EXCERPTED PASSAGE:
* * * *
Oct. 11, 2021

Trudeau's era of chaotic instability

Summarizing the Trudeau era of governance, shortly reaching its sixth anniversary, is difficult. It was evident from the outset that Trudeau intended to reshape Canada and our society into his vision and version of our nation.


Trudeau’s handicap is a lack of life experience. He has led a sheltered life with people of influence, money and power. He has never had to concern himself about the affordability of education or seeking employment to afford necessities. Consequently, he has no idea how the middle class breathes, lives and survives.

Trudeau is in love with ideology and concepts of how the world could be better run. He aspires to the idea of absolute centralized control of a nation and, in turn, the world. He is an unabashed globalist.

Leftists ignore the lifespan of dictatorships. The USSR collapsed after 69 years in power. The Communist Party of China has wielded power for 72 years and is showing signs of severe distress. Cuba has been communist for 56 years and is facing internal rebellion. Chili went from an American rival for economic power in the early 1900s to an economic basket case today, thanks to government programs such as free full medical coverage and minimum incomes that far outstripped revenues. We are on the same path.     

Mr. Trudeau is unfamiliar with action and consequences. We have learned that bad decisions lead to dire consequences. Trudeau is focused on world issues and lacks the discipline required to carry out the government’s constitutional responsibilities.

His approach to the COVID pandemic highlights his disdain for domestic issues. The regulations for isolation and lockdowns of non-essential businesses replaced the carefully-laid plans to deal with a pandemic. The plans went in the trash bin as his government had not maintained the infrastructure required to implement its strategies.

Locking up the population while allowing essential operations and their employees exception from the regulations is the equivalent of creating a peeing section in a swimming pool, as our governments belatedly discovered. Essential services employ hourly workers who cannot afford unpaid time off. Many of them are in frequent contact with members of the public. Those who came to work with symptoms of COVID infected others.

The shocks have come at a dizzying pace.
* * * *
TASK STATEMENT: In the opinion piece on the Trudeau era, how many years was the USSR in power before it collapsed?

Stored data
* * * *
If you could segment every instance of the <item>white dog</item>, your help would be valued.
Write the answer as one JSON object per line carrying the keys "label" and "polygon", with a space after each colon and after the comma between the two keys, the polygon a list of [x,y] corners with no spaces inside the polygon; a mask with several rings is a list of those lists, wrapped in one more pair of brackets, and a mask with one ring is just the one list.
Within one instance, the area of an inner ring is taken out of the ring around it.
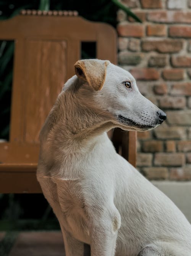
{"label": "white dog", "polygon": [[128,71],[84,59],[40,134],[37,178],[61,228],[66,256],[190,256],[191,225],[117,154],[107,132],[145,130],[166,119]]}

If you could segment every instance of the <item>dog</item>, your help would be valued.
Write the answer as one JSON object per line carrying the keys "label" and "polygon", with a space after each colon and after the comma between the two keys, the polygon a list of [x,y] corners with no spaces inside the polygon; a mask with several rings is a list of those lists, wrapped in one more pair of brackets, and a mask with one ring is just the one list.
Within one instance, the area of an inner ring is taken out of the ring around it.
{"label": "dog", "polygon": [[191,225],[117,154],[107,135],[152,129],[165,113],[131,74],[108,61],[78,61],[42,128],[37,177],[60,223],[66,256],[189,256]]}

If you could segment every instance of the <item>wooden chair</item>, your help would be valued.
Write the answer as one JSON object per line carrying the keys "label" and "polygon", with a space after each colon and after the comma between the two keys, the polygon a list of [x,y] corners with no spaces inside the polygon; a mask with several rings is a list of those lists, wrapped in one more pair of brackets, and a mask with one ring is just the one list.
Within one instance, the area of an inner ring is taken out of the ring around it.
{"label": "wooden chair", "polygon": [[[36,13],[0,22],[0,40],[15,42],[10,140],[0,143],[1,193],[41,192],[36,178],[39,132],[64,83],[74,74],[81,42],[96,42],[97,58],[117,62],[111,26],[72,12]],[[115,146],[134,165],[135,132],[123,133],[120,141],[116,130]]]}

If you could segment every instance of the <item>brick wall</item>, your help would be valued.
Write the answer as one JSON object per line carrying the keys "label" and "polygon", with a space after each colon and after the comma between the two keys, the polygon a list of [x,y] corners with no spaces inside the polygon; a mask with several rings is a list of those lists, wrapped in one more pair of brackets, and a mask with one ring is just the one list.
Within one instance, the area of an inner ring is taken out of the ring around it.
{"label": "brick wall", "polygon": [[118,11],[119,64],[167,115],[138,133],[138,167],[151,179],[191,180],[191,0],[121,0],[142,23]]}

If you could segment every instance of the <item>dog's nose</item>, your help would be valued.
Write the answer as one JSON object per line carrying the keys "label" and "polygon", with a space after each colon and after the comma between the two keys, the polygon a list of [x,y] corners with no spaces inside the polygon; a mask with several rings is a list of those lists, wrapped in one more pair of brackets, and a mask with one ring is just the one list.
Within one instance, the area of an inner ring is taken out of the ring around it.
{"label": "dog's nose", "polygon": [[167,115],[162,110],[157,112],[159,116],[159,123],[162,124],[162,122],[167,119]]}

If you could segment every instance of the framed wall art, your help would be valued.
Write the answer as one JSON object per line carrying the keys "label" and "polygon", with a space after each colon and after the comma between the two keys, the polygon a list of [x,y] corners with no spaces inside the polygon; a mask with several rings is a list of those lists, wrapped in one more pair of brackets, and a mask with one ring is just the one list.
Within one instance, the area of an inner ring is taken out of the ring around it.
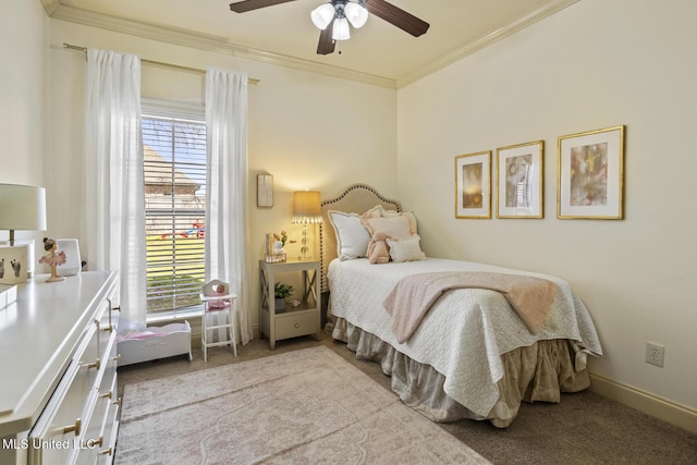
* * * *
SOLUTION TO THIS PROBLEM: 69 years.